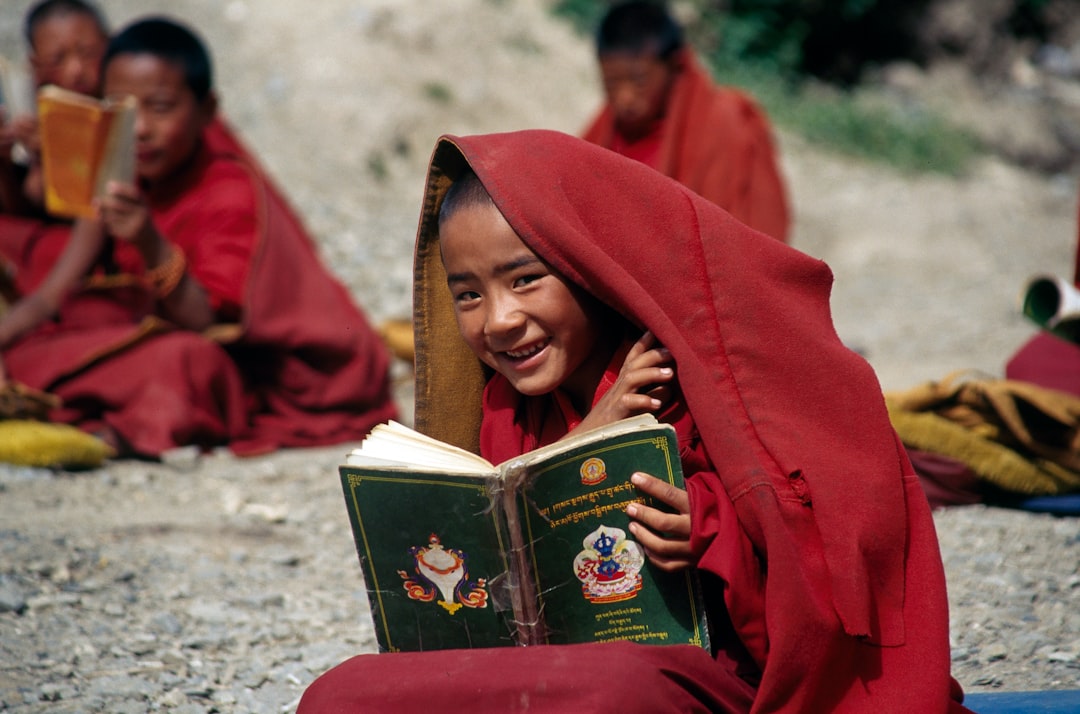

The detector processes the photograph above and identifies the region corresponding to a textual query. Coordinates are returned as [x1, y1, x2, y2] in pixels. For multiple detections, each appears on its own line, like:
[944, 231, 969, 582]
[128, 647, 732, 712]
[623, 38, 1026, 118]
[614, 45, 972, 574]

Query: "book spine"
[496, 461, 543, 645]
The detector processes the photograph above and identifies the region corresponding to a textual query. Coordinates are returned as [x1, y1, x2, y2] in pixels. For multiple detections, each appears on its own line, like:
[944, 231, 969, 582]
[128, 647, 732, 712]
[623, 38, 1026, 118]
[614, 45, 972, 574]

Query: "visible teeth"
[507, 345, 543, 360]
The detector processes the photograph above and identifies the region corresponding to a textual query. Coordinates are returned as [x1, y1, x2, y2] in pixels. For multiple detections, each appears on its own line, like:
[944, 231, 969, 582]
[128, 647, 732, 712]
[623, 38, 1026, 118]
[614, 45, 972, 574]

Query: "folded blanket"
[885, 373, 1080, 496]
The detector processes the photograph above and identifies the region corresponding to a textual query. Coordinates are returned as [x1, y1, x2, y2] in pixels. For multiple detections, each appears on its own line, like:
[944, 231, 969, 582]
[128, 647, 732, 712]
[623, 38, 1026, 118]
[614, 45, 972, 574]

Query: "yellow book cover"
[38, 86, 135, 218]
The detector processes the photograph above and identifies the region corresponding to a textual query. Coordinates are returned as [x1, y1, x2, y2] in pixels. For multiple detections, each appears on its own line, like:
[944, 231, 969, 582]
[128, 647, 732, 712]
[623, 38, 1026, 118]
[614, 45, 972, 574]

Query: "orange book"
[38, 86, 135, 218]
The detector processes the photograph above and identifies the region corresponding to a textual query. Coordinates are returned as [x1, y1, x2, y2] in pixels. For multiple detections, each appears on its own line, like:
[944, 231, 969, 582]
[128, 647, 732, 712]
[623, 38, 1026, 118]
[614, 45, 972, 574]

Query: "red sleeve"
[159, 161, 261, 320]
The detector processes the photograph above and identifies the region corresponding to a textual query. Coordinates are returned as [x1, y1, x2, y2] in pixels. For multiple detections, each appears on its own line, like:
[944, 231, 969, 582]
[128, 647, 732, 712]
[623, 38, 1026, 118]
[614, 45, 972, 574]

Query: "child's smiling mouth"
[502, 337, 551, 362]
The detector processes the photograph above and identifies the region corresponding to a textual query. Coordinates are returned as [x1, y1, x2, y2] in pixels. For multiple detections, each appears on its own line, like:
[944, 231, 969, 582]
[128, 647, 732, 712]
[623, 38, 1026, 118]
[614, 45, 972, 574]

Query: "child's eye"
[514, 273, 544, 287]
[454, 291, 480, 302]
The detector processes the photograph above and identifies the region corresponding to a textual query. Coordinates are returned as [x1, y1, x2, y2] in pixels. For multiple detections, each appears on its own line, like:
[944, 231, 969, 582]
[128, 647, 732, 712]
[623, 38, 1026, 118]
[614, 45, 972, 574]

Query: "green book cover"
[339, 416, 710, 651]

•••

Given task
Count how many lines in the rows above contain the string "child", and reply with only that number.

Exercise output
2